WHAT YOU ARE ASKED TO DO: Look through the data below. Collect every line where the word "guardrail" occurs.

---

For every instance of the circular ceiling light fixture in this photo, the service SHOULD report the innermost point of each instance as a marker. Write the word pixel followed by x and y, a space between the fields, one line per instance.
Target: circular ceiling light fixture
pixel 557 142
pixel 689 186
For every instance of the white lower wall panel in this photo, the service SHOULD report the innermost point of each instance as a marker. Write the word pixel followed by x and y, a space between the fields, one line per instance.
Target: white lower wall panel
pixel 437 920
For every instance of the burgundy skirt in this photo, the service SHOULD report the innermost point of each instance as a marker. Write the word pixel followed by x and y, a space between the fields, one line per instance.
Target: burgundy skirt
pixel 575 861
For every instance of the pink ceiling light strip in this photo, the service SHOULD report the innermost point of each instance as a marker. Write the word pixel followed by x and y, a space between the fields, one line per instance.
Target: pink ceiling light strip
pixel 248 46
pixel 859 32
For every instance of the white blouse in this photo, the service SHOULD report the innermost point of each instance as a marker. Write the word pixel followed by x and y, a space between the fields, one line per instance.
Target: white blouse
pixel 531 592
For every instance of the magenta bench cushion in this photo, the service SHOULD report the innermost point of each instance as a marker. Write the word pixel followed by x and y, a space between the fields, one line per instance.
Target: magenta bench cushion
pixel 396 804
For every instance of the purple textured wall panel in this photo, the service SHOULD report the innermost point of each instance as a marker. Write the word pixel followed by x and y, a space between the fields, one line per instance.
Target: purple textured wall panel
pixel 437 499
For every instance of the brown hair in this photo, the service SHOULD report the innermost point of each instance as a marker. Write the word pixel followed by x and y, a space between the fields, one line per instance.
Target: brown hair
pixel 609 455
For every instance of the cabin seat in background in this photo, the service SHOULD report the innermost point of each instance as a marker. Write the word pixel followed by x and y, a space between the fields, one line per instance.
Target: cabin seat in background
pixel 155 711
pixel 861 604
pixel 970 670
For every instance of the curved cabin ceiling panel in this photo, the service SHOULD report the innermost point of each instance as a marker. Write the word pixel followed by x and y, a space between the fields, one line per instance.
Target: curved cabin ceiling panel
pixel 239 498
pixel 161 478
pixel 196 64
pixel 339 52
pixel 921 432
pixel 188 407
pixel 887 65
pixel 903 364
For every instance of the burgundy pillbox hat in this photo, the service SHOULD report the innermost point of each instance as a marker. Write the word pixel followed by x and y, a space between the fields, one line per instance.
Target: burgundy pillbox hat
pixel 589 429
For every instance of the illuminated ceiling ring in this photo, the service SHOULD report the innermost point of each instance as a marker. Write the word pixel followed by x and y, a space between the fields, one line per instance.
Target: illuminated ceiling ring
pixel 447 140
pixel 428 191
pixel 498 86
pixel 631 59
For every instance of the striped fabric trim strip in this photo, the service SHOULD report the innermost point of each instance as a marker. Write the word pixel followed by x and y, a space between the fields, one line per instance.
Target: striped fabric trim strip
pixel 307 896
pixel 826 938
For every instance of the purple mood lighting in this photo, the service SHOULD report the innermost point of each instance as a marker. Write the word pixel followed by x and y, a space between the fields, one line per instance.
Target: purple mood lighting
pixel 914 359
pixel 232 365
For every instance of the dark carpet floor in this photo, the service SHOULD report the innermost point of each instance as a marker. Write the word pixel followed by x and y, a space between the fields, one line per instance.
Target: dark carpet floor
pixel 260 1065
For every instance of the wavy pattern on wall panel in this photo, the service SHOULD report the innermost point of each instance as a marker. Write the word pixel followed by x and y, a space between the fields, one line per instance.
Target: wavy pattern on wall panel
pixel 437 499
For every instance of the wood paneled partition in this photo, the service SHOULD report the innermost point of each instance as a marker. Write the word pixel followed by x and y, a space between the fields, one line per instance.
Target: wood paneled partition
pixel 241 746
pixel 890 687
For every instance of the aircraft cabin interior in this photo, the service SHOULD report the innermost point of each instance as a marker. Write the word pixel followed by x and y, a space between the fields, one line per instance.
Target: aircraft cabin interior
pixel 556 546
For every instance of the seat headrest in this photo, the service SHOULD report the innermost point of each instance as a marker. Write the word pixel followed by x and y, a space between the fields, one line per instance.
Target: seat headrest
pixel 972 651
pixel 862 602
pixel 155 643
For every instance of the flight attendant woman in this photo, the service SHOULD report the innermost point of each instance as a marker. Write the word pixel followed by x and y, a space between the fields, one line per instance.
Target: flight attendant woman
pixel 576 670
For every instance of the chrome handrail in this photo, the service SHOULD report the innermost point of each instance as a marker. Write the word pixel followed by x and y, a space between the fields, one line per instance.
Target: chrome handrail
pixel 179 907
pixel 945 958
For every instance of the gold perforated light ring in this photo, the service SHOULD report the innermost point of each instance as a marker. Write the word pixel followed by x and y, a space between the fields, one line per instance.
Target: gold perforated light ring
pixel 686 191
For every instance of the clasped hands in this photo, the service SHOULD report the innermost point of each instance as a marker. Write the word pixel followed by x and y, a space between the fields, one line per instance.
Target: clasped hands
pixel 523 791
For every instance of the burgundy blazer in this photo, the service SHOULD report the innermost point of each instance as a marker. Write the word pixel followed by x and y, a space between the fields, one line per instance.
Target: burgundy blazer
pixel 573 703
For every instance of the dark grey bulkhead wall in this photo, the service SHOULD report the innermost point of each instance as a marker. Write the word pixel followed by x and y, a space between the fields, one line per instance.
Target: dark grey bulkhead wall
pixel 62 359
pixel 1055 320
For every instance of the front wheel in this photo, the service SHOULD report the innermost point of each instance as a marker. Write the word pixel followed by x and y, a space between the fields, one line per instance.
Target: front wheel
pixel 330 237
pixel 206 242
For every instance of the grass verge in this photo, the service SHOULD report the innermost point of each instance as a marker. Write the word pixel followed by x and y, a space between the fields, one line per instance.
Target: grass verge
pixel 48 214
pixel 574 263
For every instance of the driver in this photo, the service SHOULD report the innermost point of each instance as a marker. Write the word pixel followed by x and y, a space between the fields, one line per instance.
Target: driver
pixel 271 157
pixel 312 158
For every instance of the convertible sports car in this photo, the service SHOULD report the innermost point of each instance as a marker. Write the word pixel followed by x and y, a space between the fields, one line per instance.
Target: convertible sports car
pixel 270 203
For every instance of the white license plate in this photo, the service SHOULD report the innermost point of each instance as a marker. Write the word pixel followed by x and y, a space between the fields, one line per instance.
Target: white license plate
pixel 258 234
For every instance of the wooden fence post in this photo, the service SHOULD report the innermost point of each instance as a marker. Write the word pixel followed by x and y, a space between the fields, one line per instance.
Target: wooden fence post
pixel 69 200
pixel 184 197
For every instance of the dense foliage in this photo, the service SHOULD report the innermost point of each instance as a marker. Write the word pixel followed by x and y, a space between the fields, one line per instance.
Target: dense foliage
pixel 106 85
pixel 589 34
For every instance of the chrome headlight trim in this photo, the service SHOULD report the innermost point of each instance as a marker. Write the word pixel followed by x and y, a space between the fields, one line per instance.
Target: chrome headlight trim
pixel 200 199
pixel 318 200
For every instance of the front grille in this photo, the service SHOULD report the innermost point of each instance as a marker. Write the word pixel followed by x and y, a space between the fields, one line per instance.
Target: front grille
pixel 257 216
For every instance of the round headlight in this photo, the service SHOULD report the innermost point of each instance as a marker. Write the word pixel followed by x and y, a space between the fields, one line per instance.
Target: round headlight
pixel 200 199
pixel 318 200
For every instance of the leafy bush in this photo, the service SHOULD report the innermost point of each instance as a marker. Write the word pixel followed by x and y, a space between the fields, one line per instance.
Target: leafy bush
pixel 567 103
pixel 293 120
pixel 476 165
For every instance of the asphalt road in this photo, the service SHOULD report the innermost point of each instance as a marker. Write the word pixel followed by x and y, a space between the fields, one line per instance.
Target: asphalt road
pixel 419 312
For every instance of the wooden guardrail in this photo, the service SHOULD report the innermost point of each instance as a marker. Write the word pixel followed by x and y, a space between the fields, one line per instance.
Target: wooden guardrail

---

ANSWER TO THE PROBLEM:
For every instance of the wooden guardrail in this photo, the service SHOULD report the innermost point of each instance as a marker. Write the word pixel followed by x and y, a space between the fields, one line per instance.
Target: wooden guardrail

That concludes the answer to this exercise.